Print every one of the entries below word for word, line by line.

→ **DATASET ROWS**

(begin)

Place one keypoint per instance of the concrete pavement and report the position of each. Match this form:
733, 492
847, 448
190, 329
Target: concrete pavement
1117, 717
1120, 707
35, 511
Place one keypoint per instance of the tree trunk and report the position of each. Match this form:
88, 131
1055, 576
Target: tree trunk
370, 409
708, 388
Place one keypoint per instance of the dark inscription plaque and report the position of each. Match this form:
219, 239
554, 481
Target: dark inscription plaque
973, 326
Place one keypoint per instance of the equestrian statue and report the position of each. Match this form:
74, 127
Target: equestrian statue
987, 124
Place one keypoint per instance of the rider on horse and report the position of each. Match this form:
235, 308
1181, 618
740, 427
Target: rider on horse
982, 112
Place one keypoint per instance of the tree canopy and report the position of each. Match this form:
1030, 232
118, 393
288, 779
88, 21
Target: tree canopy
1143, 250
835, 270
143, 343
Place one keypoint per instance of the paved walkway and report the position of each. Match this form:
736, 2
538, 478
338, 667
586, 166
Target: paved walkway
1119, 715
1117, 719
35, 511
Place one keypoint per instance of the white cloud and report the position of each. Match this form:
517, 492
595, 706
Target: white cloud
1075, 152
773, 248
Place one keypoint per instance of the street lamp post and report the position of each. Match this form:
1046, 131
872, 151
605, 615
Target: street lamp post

(end)

→ **SOLUTION BELOW**
Place one keypoint per instance of the concrete pavement and report the position of each. Match this form:
733, 492
847, 448
190, 329
Target: concrete pavement
1117, 717
1120, 707
35, 511
Place one keypoint per instance of the tree trunk and report the position of each. Match this form:
88, 131
1055, 576
Target: tree trunk
370, 409
708, 388
Place one keypoint per instance of the dark inscription plaque and report the position of each. Match this form:
219, 239
554, 481
Target: dark inscription plaque
973, 326
Place one keypoint per instance of the equestrian statue and report the position of each. Match this form:
74, 127
Target: equestrian statue
987, 124
Place one keypoint per instance of the rider on horse and report the position of each. Match this form:
235, 308
1181, 618
740, 427
Target: rider on horse
982, 112
Place one keypoint per instance of the tree canopy and report the position of each. Match this form:
1030, 232
118, 393
288, 779
88, 21
Target: tree canopy
1143, 250
835, 270
143, 343
Place one keypoint per instance of the paved walkway and report the position of each. Match this form:
736, 2
538, 478
338, 667
586, 166
Target: paved walkway
1119, 715
1117, 719
35, 511
Place one keypoint per instance of the white cloud and report the position of each. Match this form:
517, 492
595, 706
Target: white cloud
1075, 152
773, 248
Place one keypoint per instance of the street lamp post and report the position of each. Match this form:
1046, 131
872, 151
605, 615
Target: street lamp post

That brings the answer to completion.